Problem requirements
Write out each of the following lines word for word, with nothing changed.

Rows

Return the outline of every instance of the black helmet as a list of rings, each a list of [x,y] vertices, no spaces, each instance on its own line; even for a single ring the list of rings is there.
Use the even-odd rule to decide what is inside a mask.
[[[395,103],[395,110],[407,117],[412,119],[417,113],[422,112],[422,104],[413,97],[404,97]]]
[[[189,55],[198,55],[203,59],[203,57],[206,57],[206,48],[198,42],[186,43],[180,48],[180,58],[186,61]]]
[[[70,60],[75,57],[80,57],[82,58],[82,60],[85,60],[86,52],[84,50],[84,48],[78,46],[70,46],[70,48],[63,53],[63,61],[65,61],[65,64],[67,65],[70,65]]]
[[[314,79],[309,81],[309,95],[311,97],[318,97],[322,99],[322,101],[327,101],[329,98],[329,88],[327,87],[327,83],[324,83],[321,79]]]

Finished exercise
Return the outline of every instance of the black helmet as a list of rings, each a list of [x,y] vertices, no spaces, each instance on its own line; even for a single ring the list of rings is there.
Use the even-odd rule to decide what is inside a mask.
[[[395,103],[395,110],[407,117],[412,119],[417,113],[422,112],[422,104],[413,97],[404,97]]]
[[[189,55],[198,55],[203,59],[203,57],[206,57],[206,48],[198,42],[186,43],[180,48],[180,58],[186,61]]]
[[[70,60],[75,57],[80,57],[82,58],[82,60],[85,60],[86,52],[84,50],[84,48],[78,46],[70,46],[70,48],[63,53],[63,61],[65,61],[65,64],[67,65],[70,65]]]
[[[314,79],[309,81],[309,95],[311,97],[318,97],[322,99],[322,101],[327,101],[329,98],[329,88],[327,87],[327,83],[324,83],[321,79]]]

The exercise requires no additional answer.